**Task brief**.
Reproduce verbatim the lines of the material below, beginning at the line that contains "Each instance of the blue sky" and ending after the line that contains "(1132, 147)", including both. Give those lines only.

**** Dataset content

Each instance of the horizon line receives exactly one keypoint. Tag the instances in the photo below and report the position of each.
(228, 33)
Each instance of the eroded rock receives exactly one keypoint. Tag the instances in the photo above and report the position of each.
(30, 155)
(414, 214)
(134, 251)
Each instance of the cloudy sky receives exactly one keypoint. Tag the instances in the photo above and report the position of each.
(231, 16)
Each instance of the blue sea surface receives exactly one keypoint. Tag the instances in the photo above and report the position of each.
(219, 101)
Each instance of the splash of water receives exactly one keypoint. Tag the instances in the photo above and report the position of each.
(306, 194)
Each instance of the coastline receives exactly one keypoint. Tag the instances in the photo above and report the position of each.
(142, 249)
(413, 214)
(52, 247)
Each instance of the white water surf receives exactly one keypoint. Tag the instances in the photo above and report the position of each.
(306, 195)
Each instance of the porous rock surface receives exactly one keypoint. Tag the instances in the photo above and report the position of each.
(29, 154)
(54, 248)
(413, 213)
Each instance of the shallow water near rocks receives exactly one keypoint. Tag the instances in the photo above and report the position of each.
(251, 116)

********
**** Dataset content

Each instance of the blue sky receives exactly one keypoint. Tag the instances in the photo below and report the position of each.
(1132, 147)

********
**** Dataset content

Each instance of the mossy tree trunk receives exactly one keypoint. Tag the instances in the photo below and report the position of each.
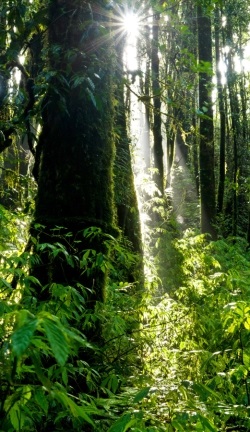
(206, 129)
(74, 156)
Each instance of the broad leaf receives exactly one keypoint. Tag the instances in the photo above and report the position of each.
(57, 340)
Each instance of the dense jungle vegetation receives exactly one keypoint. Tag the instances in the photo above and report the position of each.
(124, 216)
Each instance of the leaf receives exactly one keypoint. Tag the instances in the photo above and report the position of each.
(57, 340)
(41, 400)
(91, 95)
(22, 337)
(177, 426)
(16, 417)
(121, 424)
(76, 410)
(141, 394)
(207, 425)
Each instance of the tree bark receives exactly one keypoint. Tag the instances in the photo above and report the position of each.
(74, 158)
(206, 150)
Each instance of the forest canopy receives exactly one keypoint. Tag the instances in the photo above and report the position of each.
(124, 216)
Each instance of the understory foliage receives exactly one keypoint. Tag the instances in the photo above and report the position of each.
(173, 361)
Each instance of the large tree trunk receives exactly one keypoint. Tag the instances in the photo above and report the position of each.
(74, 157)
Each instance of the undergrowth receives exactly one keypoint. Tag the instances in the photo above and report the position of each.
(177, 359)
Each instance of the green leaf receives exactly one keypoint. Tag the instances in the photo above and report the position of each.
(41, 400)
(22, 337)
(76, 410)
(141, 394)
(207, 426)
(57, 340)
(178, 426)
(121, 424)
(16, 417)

********

**Response**.
Each instance of the blue sky receives exactly one keypoint. Tag the instances in the photo below and report the position of each.
(1132, 147)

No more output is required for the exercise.